(Given data Opens)

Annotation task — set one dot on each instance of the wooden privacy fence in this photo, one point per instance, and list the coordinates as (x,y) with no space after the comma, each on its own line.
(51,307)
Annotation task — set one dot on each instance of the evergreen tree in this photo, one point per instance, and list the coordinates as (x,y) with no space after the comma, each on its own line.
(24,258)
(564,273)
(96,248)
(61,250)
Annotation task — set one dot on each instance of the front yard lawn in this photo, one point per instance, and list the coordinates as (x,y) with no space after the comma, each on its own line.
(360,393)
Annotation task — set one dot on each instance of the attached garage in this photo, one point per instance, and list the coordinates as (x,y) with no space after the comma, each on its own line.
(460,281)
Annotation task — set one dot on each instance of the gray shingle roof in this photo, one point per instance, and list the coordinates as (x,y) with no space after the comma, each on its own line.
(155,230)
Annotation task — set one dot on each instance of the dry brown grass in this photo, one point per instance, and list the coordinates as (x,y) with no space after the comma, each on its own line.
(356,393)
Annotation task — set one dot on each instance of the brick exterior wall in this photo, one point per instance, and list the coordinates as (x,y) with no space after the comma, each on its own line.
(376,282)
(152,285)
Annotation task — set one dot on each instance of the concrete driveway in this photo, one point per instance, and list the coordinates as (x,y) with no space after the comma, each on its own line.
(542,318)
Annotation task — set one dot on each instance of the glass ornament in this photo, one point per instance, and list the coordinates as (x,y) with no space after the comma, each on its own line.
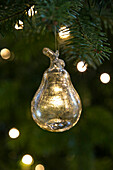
(56,106)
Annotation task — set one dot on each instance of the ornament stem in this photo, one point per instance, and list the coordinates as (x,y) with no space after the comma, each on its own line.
(52,55)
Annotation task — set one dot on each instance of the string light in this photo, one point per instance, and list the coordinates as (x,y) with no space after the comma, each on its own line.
(5,53)
(14,133)
(39,167)
(64,32)
(19,25)
(81,66)
(27,159)
(105,78)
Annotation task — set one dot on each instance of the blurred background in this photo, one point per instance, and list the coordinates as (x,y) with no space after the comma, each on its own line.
(88,145)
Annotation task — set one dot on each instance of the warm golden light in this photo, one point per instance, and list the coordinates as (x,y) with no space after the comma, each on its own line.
(57,89)
(19,25)
(56,101)
(64,32)
(81,66)
(5,53)
(14,133)
(105,78)
(39,167)
(31,12)
(27,159)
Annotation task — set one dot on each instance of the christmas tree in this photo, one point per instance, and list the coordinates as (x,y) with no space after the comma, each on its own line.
(81,31)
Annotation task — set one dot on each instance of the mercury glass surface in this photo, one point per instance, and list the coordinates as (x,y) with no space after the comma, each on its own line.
(56,106)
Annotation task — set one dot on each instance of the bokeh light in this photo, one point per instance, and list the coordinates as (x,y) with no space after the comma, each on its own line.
(105,78)
(14,133)
(27,159)
(31,11)
(19,25)
(81,66)
(5,53)
(64,32)
(39,167)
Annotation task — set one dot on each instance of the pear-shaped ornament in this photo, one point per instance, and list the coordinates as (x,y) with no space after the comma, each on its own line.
(56,106)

(Given data Closes)

Work instruction: Output a faithful copy of the data, with each picture left out.

Output:
Annotation task — set one dot on each instance of the wooden privacy fence in this photo, one point per instance, and list the coordinates as (x,y) with no space after the comma, each on its own line.
(51,307)
Annotation task — set one dot on each instance of the evergreen tree in this photo, one point per instance, and list the coordinates as (x,y) with no space after the comma, each on its own line.
(24,258)
(564,273)
(96,248)
(61,250)
Annotation task — set one dot on each instance of the front yard lawn in this photo, one point per instance, and list the coordinates as (x,y) with no space after the comma, each on its own line.
(360,393)
Annotation task — set one dot on each instance of the attached garage in this photo, one point per instance, and list the coordinates as (x,y) with no space after the comma, each on its own line.
(460,281)
Annotation task — set one dot on each instance of the gray shingle roof in this photo, one point per instance, and list the coordinates as (x,y) with no space after the comma, each on its own line.
(155,230)
Annotation task — set one dot on each instance of the dry brown grass in this photo, one point per instance, and list the coordinates as (x,y) with no space after the comma, each on its own line.
(356,393)
Annotation task — set one dot on each instance of the brick exterior wall in this photo, one point per instance, and list the coordinates as (x,y) with no space after the comma, each on its own line.
(376,282)
(152,285)
Annotation task — set one dot on each instance of the concrete driveway in this photo, one point per instance, and list the coordinates as (x,y) with no space after the comma, each on its own line.
(542,318)
Annotation task — set one dot on each instance of the glass ornament in this photo, one point per instance, and list the coordinates as (x,y) with no space after the comma, each on its own line.
(56,106)
Annotation task — set one dot on each instance of the ornament stem in this photo, one point per instance, and list the coordinates as (x,y) with no space after the comma, each on its own line.
(52,55)
Annotation task — set one dot on each instance of the string light in this photo, one point per instance, and list the coordinates as (x,y) with no space after the comma, each on its own line.
(5,53)
(14,133)
(39,167)
(64,32)
(19,25)
(81,66)
(27,159)
(105,78)
Annotation task — set one dot on each instance of the blurred background in this photo, one point per instance, and list the coordinates as (x,y) with no space after the comma, each on its own line.
(88,145)
Annotation task — set one dot on each instance of the warm golden light in this photo, one point per instance, and list the coordinates as (x,y) with no space after the comma, each on its own line.
(57,89)
(19,25)
(56,101)
(64,32)
(81,66)
(5,53)
(14,133)
(105,78)
(39,167)
(31,12)
(27,159)
Annotation task — set one dot on each instance of the christmas tree in this photo, one point per instance, and list the coordinates as (x,y) with no space after the comma, each on its own line.
(81,31)
Annotation task — set one dot on each instance of the mercury glass surface in this photo, one point per instance, and list the coordinates as (x,y) with no space after the comma, each on its own line.
(56,106)
Annotation task — set one dot on each instance of the bokeh light in this photo, one point per instance, and list the coordinates as (x,y) with no space after the comma, each on its own line.
(105,78)
(14,133)
(27,159)
(31,11)
(19,25)
(81,66)
(5,53)
(64,32)
(39,167)
Annotation task — set one dot on each instance of the pear-shaped ornament in this photo, one point per instance, and list the coordinates as (x,y) with no space after the comma, each on its own line.
(56,106)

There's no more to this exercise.